• PROBLEMS
(1) Answer these from the engine break-in thread:
(a) After how many miles does the 09 HCR owner describe the pistons as the best looking they have seen?
(b) What pressure was the waste gate left set at on the rebuilt motor?
(c) For how long does one poster run mineral oil before switching to synthetic?
(2) Reproduce the part of the engine break-in thread between "A diesel mechanic." and "with 260,000 miles.", inclusive.

• SOURCE PASSAGE
** start **
I would break it in without boost. I have been told it is harder for the rings to seat when you have extra pressure trying to blow past them. If you run it on boost I would richen it a bit to be safe.

Who told you that? rings don't seat all by themselves, the force of compression pushes them out. My 09 HCR has been boosted from day one according to the first owner, and the brownish blow by color that works its way down the side of the piston stops at the ring and is pretty faint, best looking pistons I have seen after 2000 miles.
 
heat cycle once in the garage..vary the throttle for maybe like 10-15 miles.. then ride it like you stole it.

the best running sleds i have ever seen get BROKEN in.. not babied..

maybe add a tiny bit of extra oil to the tank to be nice to em.
 
like to run the toys with mineral oil for 500km then switch to synthetic...just make sure its warmed up and ride it hard and vary the rpms and load...i always ran my machines like this and they always last a long time and are the fastest in my group...

can run it at full throttle, just only hold it there for a few seconds...let off and hit it again...have fun!!!
 
Who told you that? rings don't seat all by themselves, the force of compression pushes them out. My 09 HCR has been boosted from day one according to the first owner, and the brownish blow by color that works its way down the side of the piston stops at the ring and is pretty faint, best looking pistons I have seen after 2000 miles.

A diesel mechanic. I had a rebuilt motor that I popped the head gasket in on one of my first trips and it started burning oil like crazy. I left my waste gate set at 45psi and he said I probably gave it to much boost to soon. I am all about breaking engines in hard. I ran that engine grossing around 25,000 and up to 45 psi before I had problems. So the load and pessure didn't help it. After close to 100,000 miles it quite burning oil. I sold the engine running fine and still not burning a drop of oil with 260,000 miles.
** end **
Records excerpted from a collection
** start **
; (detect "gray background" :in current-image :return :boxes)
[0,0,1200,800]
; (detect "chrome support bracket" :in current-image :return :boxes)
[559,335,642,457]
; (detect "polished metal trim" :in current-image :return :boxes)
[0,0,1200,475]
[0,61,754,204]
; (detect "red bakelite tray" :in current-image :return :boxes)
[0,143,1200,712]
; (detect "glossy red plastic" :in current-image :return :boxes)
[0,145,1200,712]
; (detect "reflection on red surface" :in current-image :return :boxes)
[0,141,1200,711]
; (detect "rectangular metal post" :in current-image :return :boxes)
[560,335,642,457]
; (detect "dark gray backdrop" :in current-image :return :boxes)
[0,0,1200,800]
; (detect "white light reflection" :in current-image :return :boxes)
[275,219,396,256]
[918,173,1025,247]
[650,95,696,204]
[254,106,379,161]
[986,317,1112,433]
** end **
• ANSWERS GIVEN
(1)
(a) 2000 miles
(b) 45psi
(c) 500km

(2)
A diesel mechanic. I had a rebuilt motor that I popped the head gasket in on one of my first trips and it started burning oil like crazy. I left my waste gate set at 45psi and he said I probably gave it to much boost to soon. I am all about breaking engines in hard. I ran that engine grossing around 25,000 and up to 45 psi before I had problems. So the load and pessure didn't help it. After close to 100,000 miles it quite burning oil. I sold the engine running fine and still not burning a drop of oil with 260,000 miles.